SOURCE DOCUMENT:
= Beginning of Section =

The late Senator Paul Wellstone of Minnesota, once said that ``Politics is not just about power and money games, politics can be about the improvement of people's lives, about lessening human suffering in our world and bringing about more peace and more justice.'' Tom Harkin is a living example of those words. Our Nation and our world are better today because of his life of service.
Jay Rockefeller Madam President, as the 113 Congress comes to a close, the time has come to [[Page S6780]] say goodbye to several colleagues and friends who will leave at the end of this Congress. Today, I would like to pay tribute to our friend and colleague, Jay Rockefeller. Senator Rockefeller has served the people of West Virginia for 50 years, the last thirty of them in the United States Senate.
While Senator Rockefeller has accomplished many notable things in his decades of service, you can really sum up much of what he did for our country in one word--kids. Nelson Mandela once said ``There can be no keener revelation of a society's soul than the way in which it treats its children.'' Jay Rockefeller worked tirelessly to ensure that we never lost sight of our children as we worked on issues large and small.

= End of Section =

LISTED ENTRIES:
= Beginning of Section =

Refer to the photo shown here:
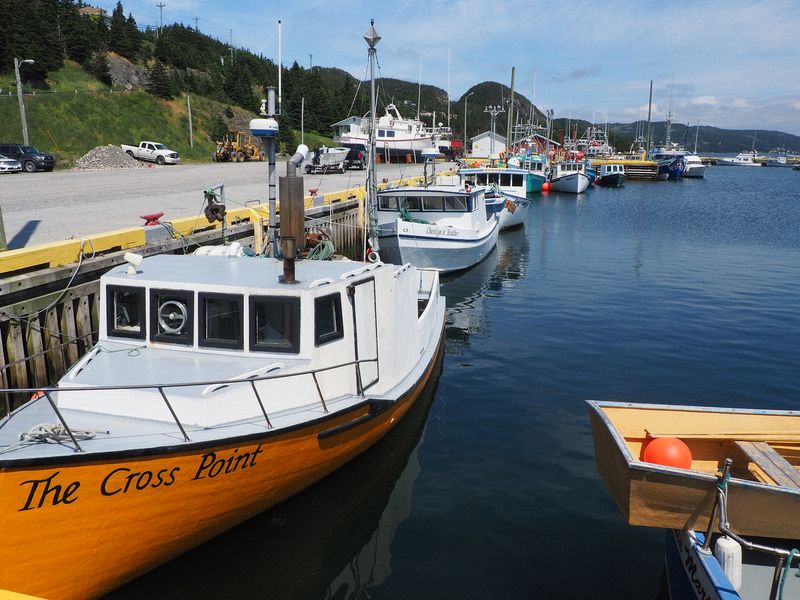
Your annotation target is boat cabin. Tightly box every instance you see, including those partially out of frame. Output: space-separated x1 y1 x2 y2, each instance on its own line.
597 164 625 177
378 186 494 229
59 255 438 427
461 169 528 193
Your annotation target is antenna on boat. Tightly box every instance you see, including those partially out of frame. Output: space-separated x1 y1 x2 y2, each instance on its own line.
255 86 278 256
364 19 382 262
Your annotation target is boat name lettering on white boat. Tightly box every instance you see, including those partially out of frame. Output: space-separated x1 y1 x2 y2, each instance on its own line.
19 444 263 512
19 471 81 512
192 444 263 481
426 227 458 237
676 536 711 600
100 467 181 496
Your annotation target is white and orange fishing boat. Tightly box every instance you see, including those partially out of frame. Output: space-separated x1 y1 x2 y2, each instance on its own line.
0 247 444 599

= End of Section =

STUDY QUESTIONS:
1) From the Senate tributes, reproduce the part that opens with the words containing "While Senator Rockefeller" and closes with "large and small.".
2) According to the Senate tributes, why does the speaker say the time has come to say goodbye to Jay Rockefeller and other colleagues?

OUTPUTS FOR THE TASKS:
1)
While Senator Rockefeller has accomplished many notable things in his decades of service, you can really sum up much of what he did for our country in one word--kids. Nelson Mandela once said ``There can be no keener revelation of a society's soul than the way in which it treats its children.'' Jay Rockefeller worked tirelessly to ensure that we never lost sight of our children as we worked on issues large and small.

2) The speaker says the Congress is coming to a close, and Rockefeller and several other colleagues and friends will leave at the end of it.